##### SUPPLIED TEXT #####
Between Hornell and Hunt, New York, Erie’s old eastward main wasn’t maintained for speeds faster than about 10mph, and when possible Conrail routed traffic against the current of traffic on the westward (number 1 track.) Not on this day though.
I was working with two Leica M rangerfinders that day; I made a similar view on Kodachrome slide film with my M2 that appeared in RailNews for its ‘Farewell to Conrail’ issue back in 1999 (a little more than ten years after I exposed it).
While Conrail was only an extant player in American mainline freight operations for a little more than 23 years, it was my favorite of the big eastern railroads.
Today, April 1, 2016, is the 40th birthday American eastern giant, Conrail. Commencement of operations on the Consolidated Rail Corporation began on this day 40 years ago.
Conrail was created by Congress to assume operations of a variety of financially troubled eastern railroads including Penn Central, Erie Lackawanna, Reading Company, Central Railroad of New Jersey and Lehigh Valley.
##### SUPPLIED MATERIAL #####
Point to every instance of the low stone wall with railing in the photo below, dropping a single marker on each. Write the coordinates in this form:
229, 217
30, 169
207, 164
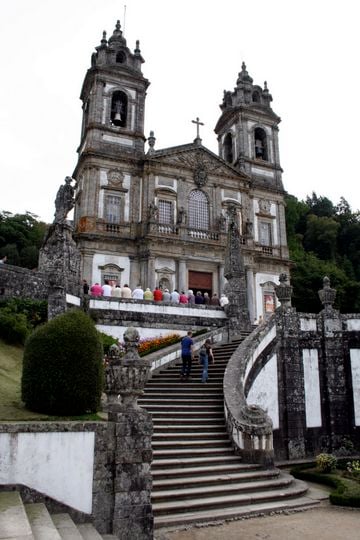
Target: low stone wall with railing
249, 427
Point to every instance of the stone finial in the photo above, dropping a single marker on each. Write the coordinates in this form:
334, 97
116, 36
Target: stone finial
137, 47
65, 200
327, 295
151, 142
284, 291
126, 375
104, 40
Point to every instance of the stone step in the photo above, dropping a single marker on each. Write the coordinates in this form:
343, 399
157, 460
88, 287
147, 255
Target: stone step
216, 413
176, 389
189, 435
211, 477
205, 421
203, 396
88, 532
197, 452
222, 489
14, 523
66, 527
234, 512
198, 469
41, 523
185, 407
296, 489
185, 461
190, 443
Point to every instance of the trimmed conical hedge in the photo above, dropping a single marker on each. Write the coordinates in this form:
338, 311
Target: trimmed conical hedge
#####
** TO-DO LIST **
(A) In the Conrail text, rewrite the paragraph beginning "Conrail was created by Congress" as a short list.
(B) Answer these questions from the Conrail text, one per line:
(i) Between which two New York places was Erie's old eastward main not kept up for speeds above about 10mph?
(ii) Which publication ran a similar view in its 'Farewell to Conrail' issue?
(iii) What date is given as Conrail's 40th birthday?
Nothing in the lines is needed for this work.

** SOLUTIONS TO THE EXERCISE **
(A)
- Conrail was created by Congress.
- It took over operations of several financially troubled eastern railroads:
  - Penn Central
  - Erie Lackawanna
  - Reading Company
  - Central Railroad of New Jersey
  - Lehigh Valley

(B)
(i) Hornell and Hunt
(ii) RailNews
(iii) April 1, 2016